··· SOURCE PASSAGE

The Brief // By Ben FrankelDecisions: Relying on the Correct Information, Finding the Right Balance

Published 29 June 2020

The reopening of the economies and the resulting – and expected – increase in the number of reported infections, have intensified, and deepened, the discussion over the economic and social lockdowns of the past three months, and the right approach in the face of more infections, let alone a second wave later in the year.

Juliet Samuel writes that the enormous costs of the lockdown so far do not mean that lockdowns will not be re-imposed – especially if a better approach to containing the more serious effects of the virus is not offered. Sweden has offered a better, “light touch” alternative, but has now come under criticism for having a higher deaths-per-million ratio relative to its Scandinavian neighbors, which opted for strict lockdowns. Carl-Johan Karlsson writes that a close examination of the Swedish case shows that it was not that the “light touch” approach was wrong, but rather that its architects have overlooked a major problem: changes made to the Swedish senior care system in the last decade left Swedish elderly exposed (3,200 of Sweden’s 5,000 deaths are over 70 years old).

There are terminological issues (does “infection” equal “sickness”?) and measurement issues (How do you find, with precision, what the R0 is?), and Ross Clark (also see here) addresses these issues.

Have political leaders got the balance right between listening to scientists and medical experts, and respectfully taking additional issues – say, the economic, social, psychological, and medical consequences of a lockdown — into account when formulating a response to the epidemic, issues beyond the scientists’ and medical experts’ remit? Because if these leaders have not done so, then they have abdicated their leadership responsibility. Alistair Haimes and Greg Weiner discuss these issues (note: keeping scientific advice and expertise in the proper perspective does not mean boorishly dismissing science and denigrating experts, as Brazil president Jair Bolsonaro has been in the habit of doing, with grave consequences for his country).

······
··· ENTRIES SHOWN

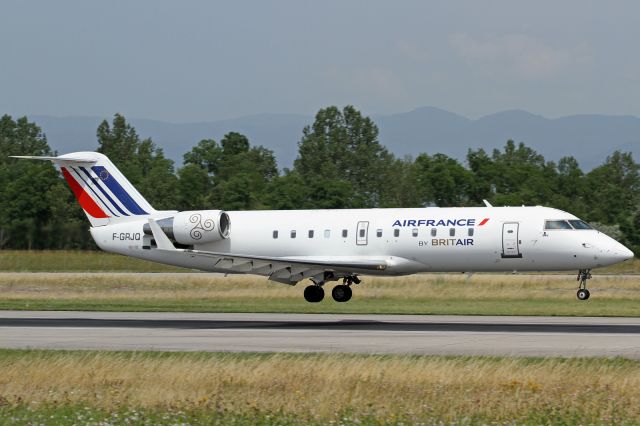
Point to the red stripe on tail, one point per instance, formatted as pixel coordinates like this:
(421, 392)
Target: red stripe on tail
(83, 198)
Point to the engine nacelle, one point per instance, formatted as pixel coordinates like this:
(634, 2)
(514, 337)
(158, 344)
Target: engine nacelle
(195, 227)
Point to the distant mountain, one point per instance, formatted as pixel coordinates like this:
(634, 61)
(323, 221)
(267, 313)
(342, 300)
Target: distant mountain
(589, 138)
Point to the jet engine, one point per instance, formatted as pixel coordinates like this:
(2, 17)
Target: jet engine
(194, 227)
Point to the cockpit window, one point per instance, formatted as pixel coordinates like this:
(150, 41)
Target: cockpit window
(580, 224)
(556, 224)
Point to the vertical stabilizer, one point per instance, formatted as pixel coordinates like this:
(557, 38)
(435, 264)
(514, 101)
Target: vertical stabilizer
(104, 194)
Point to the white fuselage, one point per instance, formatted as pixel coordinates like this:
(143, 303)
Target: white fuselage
(411, 240)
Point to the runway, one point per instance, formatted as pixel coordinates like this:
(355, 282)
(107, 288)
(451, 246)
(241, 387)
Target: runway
(373, 334)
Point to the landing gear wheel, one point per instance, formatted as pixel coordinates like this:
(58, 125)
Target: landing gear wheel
(583, 294)
(341, 293)
(313, 293)
(583, 276)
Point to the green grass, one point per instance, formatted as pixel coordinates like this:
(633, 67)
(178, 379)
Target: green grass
(98, 261)
(140, 388)
(418, 294)
(81, 261)
(544, 307)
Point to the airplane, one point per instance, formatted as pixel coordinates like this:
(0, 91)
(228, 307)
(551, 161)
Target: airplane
(289, 246)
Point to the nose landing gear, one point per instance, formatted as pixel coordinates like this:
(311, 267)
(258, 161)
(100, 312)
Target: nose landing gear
(313, 293)
(340, 293)
(583, 276)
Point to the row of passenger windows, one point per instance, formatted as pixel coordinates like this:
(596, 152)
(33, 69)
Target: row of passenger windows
(396, 233)
(566, 224)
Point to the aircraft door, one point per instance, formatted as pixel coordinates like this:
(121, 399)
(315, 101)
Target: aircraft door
(510, 242)
(362, 232)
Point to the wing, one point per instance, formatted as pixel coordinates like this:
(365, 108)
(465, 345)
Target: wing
(288, 270)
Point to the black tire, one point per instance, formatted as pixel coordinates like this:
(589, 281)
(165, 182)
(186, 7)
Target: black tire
(583, 294)
(341, 293)
(313, 294)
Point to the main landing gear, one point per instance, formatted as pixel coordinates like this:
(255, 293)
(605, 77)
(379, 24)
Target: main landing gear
(583, 276)
(340, 293)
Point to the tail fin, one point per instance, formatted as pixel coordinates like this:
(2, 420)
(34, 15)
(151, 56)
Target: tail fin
(105, 195)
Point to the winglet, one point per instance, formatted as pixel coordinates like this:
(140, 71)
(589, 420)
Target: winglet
(162, 241)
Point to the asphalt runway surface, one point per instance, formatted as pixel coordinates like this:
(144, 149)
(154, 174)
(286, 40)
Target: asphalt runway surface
(373, 334)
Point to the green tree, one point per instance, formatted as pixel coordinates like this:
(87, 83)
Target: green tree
(614, 189)
(142, 163)
(343, 146)
(238, 174)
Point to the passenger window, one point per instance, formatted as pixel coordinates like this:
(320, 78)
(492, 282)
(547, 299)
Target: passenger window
(580, 224)
(556, 224)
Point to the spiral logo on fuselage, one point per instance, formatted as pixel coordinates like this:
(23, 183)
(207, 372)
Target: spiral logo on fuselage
(200, 226)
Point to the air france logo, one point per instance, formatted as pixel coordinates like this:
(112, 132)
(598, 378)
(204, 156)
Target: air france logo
(436, 226)
(439, 222)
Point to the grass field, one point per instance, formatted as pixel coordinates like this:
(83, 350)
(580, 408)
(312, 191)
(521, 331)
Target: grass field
(420, 294)
(128, 388)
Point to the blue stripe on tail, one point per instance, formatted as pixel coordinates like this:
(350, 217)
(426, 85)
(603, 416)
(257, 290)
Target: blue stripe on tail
(97, 182)
(93, 191)
(117, 190)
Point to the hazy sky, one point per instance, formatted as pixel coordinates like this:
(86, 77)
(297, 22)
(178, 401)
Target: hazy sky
(205, 60)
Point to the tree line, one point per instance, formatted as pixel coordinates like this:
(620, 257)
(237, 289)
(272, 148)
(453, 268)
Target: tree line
(341, 163)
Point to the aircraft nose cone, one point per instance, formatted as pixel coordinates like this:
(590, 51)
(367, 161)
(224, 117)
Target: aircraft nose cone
(626, 253)
(619, 253)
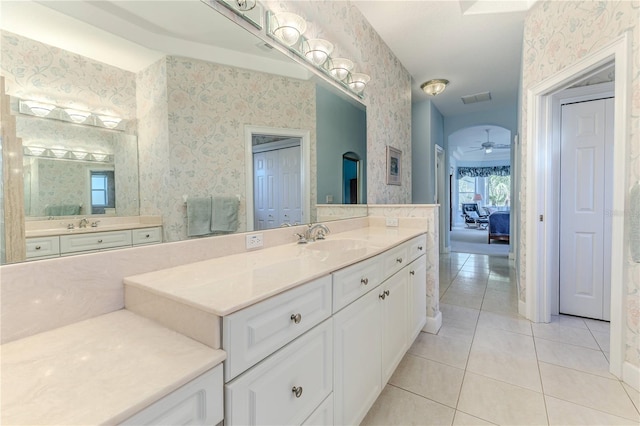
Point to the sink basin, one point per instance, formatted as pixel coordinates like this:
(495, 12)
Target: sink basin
(333, 245)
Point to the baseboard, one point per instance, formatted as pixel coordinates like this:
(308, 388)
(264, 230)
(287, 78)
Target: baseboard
(433, 324)
(631, 375)
(522, 308)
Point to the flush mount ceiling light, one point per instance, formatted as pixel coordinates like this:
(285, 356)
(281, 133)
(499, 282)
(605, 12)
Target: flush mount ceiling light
(358, 81)
(434, 87)
(110, 122)
(340, 68)
(317, 50)
(288, 27)
(77, 116)
(39, 108)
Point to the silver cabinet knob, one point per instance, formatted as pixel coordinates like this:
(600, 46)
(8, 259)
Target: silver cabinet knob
(297, 391)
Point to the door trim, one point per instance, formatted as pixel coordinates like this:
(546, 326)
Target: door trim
(538, 241)
(305, 173)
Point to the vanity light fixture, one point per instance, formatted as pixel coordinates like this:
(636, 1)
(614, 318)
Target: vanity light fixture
(434, 87)
(288, 27)
(358, 81)
(39, 108)
(340, 68)
(317, 50)
(110, 122)
(77, 116)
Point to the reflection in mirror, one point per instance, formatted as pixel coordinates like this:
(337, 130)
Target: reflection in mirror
(188, 109)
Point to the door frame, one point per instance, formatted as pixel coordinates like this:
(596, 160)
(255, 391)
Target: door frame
(305, 173)
(539, 239)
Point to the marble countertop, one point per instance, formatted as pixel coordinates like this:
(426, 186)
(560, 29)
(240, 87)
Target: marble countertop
(99, 371)
(227, 284)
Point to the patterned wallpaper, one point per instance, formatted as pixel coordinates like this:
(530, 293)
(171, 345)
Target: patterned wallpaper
(558, 34)
(387, 96)
(200, 140)
(35, 70)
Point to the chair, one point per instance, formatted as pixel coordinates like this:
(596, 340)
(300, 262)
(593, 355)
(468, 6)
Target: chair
(471, 214)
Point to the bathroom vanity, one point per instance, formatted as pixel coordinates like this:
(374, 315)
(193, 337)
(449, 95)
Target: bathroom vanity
(312, 332)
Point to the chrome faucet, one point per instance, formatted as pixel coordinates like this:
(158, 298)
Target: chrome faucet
(317, 232)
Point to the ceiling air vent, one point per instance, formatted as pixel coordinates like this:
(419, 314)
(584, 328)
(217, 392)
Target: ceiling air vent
(478, 97)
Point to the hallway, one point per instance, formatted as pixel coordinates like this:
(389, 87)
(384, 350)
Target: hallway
(489, 366)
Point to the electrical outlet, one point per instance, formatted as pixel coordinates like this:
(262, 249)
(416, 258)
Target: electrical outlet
(254, 241)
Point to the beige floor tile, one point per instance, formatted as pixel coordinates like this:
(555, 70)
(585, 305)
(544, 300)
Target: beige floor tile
(465, 300)
(447, 350)
(464, 419)
(568, 321)
(433, 380)
(505, 356)
(500, 402)
(634, 395)
(595, 325)
(505, 321)
(575, 357)
(398, 407)
(588, 390)
(602, 339)
(562, 334)
(563, 413)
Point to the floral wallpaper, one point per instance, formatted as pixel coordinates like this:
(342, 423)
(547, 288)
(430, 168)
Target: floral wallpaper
(387, 95)
(200, 140)
(556, 35)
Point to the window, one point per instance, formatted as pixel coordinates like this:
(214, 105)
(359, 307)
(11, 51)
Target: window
(102, 191)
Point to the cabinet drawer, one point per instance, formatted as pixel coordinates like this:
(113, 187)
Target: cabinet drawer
(417, 247)
(199, 402)
(146, 236)
(43, 247)
(266, 394)
(252, 334)
(395, 259)
(94, 241)
(352, 282)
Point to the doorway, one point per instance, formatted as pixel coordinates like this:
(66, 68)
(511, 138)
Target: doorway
(300, 160)
(586, 149)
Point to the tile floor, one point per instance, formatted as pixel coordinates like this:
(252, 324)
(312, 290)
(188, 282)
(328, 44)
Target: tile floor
(489, 366)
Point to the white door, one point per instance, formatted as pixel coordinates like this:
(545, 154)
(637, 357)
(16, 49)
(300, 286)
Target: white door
(290, 185)
(265, 169)
(585, 227)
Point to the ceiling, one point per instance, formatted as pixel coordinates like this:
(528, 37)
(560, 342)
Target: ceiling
(476, 45)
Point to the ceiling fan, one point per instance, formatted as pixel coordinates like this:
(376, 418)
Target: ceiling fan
(489, 146)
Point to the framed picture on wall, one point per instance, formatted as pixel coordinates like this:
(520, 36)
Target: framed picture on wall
(394, 166)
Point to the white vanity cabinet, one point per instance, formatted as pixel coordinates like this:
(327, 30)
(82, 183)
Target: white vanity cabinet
(199, 402)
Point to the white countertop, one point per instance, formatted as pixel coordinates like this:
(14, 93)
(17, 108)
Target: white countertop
(102, 370)
(227, 284)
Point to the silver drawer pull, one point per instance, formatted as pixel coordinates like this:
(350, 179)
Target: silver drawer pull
(297, 391)
(296, 318)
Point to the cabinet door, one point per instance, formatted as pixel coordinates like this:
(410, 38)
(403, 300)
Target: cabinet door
(417, 297)
(393, 294)
(357, 356)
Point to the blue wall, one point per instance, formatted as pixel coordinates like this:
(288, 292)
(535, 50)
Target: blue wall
(427, 130)
(340, 127)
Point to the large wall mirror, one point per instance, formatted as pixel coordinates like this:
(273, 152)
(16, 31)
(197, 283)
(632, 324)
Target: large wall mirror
(186, 81)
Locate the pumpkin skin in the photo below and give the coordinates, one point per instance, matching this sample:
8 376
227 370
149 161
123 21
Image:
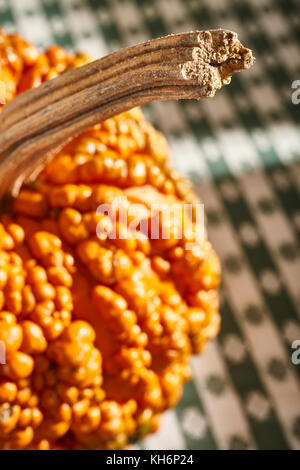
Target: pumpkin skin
98 331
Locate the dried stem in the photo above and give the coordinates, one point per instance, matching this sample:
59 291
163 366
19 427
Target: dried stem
40 121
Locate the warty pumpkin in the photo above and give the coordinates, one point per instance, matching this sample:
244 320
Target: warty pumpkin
98 330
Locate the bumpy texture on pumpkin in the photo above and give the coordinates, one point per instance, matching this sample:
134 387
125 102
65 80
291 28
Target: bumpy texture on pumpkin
98 331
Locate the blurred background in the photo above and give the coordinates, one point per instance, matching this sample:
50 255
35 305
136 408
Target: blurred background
242 152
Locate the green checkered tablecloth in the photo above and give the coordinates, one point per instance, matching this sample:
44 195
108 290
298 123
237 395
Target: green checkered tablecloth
242 151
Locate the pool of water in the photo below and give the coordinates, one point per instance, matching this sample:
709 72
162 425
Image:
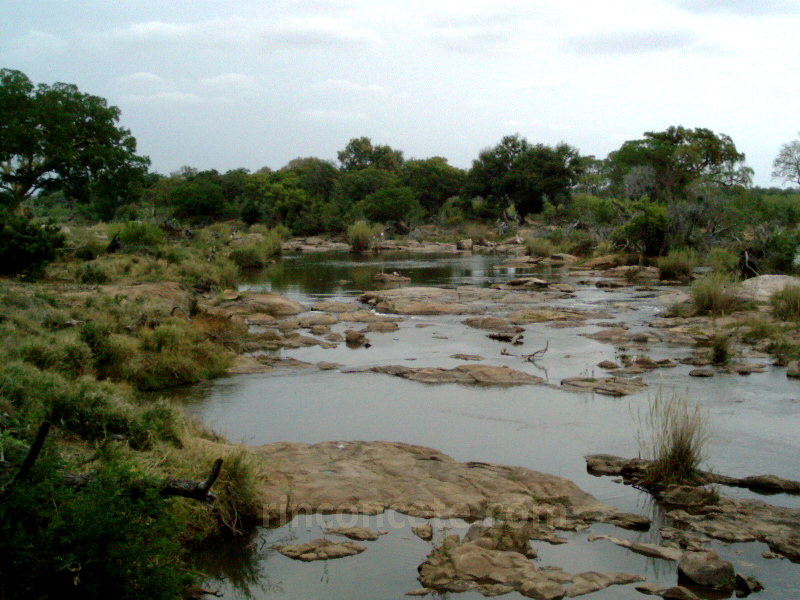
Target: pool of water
755 422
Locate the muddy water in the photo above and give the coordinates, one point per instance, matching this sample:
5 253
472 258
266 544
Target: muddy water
755 420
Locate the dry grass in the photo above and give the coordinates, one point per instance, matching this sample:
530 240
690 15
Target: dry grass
673 433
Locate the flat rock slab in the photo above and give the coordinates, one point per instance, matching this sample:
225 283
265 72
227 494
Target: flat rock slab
370 477
320 550
607 386
643 548
491 567
479 374
360 534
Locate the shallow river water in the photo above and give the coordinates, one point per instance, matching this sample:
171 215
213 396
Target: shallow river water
755 422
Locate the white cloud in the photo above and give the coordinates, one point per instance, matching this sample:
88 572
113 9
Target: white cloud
33 44
228 82
238 32
348 87
169 97
142 82
334 115
630 42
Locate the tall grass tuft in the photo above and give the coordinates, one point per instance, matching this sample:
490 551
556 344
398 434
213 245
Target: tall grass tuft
359 235
678 264
539 247
786 303
673 434
712 295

······

REQUIRED WORK:
Answer these questions using the brief on lockdown decisions.
(a) On what date was it published?
(b) What left Swedish elderly exposed, according to Carl-Johan Karlsson?
(c) Which political leader is named as having dismissed science and denigrated experts?
The entries are drawn from a different source than the text.

ANSWER TO THE PROBLEM:
(a) 29 June 2020
(b) Changes made to the Swedish senior care system in the last decade
(c) Brazil president Jair Bolsonaro